**ARTICLE**
Stopping climate change in the Arctic requires an enormous reduction in the emission of fossil fuels, and the world has made scant progress despite obvious urgency. Moreover, many greenhouse gases persist in our atmosphere for years. Even if we were to cease all emissions tomorrow, it would take decades for those gases to dissolve and for temperatures to stabilize (though some recent research suggests the span could be shorter). In the interim, more ice, permafrost, and animals would be lost.

“It’s got to be both a reduction in emissions and carbon capture at this point,” explains Stroeve. “We need to take out what we’ve already put in there.”………..

**INSTRUCTION**
Please answer these questions about the Arctic climate text above.
(a) What does the text say stopping climate change in the Arctic requires?
(b) What would be lost in the interim while gases dissolve and temperatures stabilize?
(c) According to Stroeve, which two things does it have to be at this point?

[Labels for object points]
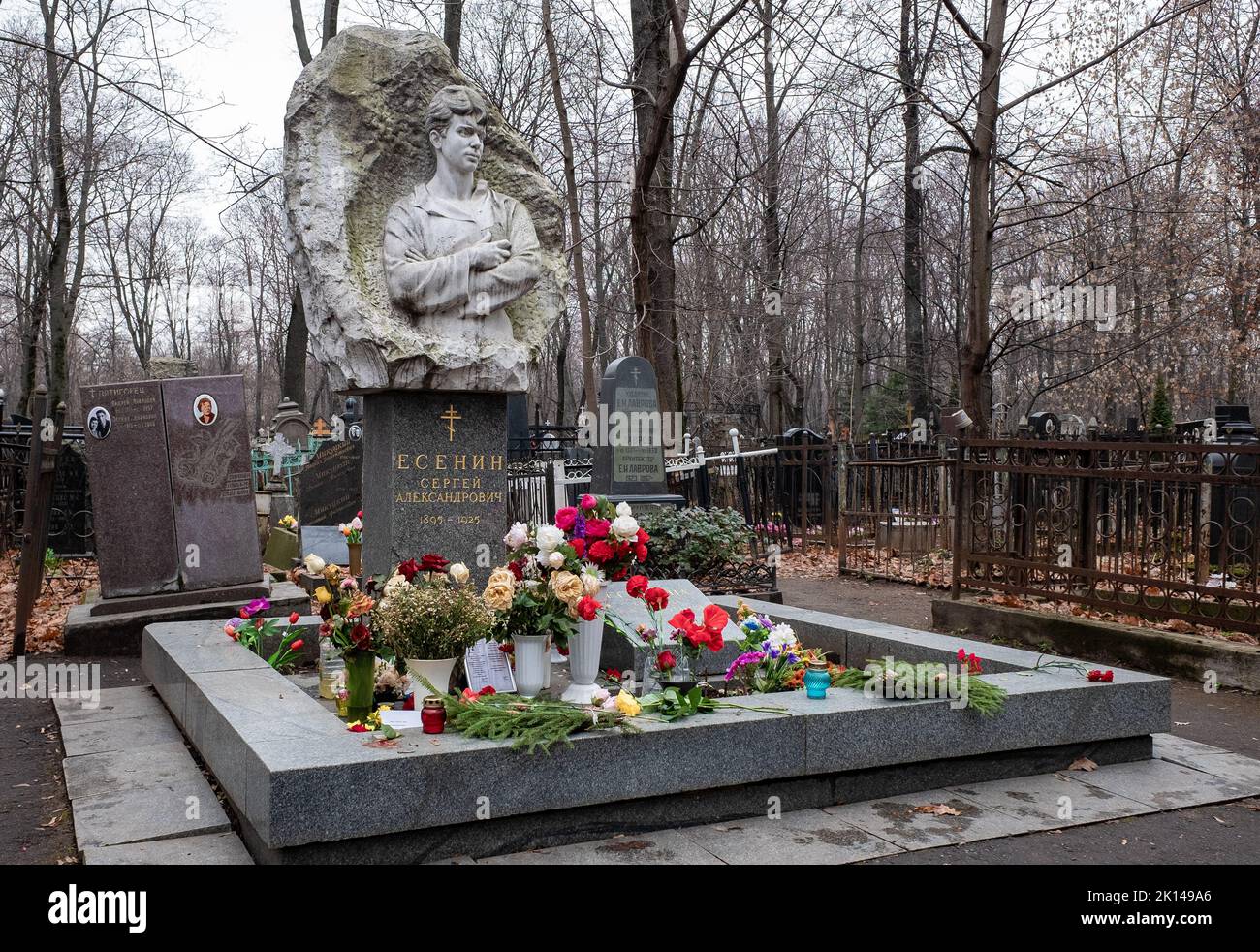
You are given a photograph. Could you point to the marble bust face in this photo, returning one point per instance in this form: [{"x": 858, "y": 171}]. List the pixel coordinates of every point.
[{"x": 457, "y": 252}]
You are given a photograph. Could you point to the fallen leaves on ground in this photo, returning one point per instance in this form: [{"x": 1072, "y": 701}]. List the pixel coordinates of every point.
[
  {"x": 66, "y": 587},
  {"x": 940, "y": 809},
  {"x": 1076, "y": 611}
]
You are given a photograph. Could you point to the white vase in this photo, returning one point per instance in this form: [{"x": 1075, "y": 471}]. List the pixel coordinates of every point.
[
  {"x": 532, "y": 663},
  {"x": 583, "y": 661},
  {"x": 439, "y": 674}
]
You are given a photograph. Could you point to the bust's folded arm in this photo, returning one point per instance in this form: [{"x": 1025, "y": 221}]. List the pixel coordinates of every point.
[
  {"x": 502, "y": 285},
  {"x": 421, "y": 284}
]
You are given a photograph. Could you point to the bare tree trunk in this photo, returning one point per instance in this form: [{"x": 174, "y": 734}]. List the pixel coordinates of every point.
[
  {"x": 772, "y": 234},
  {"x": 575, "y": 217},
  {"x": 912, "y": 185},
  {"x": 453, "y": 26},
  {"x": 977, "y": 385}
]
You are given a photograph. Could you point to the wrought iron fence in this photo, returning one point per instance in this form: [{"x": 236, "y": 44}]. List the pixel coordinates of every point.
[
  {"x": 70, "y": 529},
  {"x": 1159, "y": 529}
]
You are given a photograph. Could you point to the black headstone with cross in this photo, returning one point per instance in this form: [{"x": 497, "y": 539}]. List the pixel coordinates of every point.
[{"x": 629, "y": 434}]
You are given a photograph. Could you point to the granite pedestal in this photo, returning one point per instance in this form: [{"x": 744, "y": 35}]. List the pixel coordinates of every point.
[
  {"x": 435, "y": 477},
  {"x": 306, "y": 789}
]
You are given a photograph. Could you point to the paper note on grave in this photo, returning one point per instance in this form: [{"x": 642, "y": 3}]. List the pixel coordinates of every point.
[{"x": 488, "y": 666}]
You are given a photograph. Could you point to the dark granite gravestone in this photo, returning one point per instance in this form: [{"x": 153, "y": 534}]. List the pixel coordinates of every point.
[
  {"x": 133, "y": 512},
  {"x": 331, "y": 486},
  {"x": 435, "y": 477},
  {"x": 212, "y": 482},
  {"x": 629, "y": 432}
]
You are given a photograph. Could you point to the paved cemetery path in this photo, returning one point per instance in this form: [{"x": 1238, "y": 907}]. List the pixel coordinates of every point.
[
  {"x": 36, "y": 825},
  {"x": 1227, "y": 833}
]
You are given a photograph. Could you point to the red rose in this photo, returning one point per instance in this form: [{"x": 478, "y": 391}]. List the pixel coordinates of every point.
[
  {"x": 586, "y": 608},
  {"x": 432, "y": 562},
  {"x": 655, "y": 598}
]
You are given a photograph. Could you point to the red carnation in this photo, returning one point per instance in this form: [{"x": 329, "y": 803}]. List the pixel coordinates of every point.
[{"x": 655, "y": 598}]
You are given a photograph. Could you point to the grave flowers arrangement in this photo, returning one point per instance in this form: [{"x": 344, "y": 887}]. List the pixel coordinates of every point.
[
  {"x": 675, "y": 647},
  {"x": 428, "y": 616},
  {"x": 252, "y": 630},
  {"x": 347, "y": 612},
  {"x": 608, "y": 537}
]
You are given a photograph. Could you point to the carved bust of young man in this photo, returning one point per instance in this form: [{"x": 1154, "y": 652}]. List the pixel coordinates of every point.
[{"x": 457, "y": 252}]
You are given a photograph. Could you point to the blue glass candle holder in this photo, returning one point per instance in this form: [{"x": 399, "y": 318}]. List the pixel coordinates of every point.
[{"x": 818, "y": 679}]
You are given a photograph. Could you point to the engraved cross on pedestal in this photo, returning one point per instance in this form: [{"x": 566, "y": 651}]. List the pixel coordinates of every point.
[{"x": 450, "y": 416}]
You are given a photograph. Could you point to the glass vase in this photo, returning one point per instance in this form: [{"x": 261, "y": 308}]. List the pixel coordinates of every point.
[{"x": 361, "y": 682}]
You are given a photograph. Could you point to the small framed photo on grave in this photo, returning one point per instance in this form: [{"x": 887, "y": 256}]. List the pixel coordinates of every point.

**WRITTEN ANSWER**
(a) An enormous reduction in the emission of fossil fuels.
(b) More ice, permafrost, and animals.
(c) A reduction in emissions and carbon capture.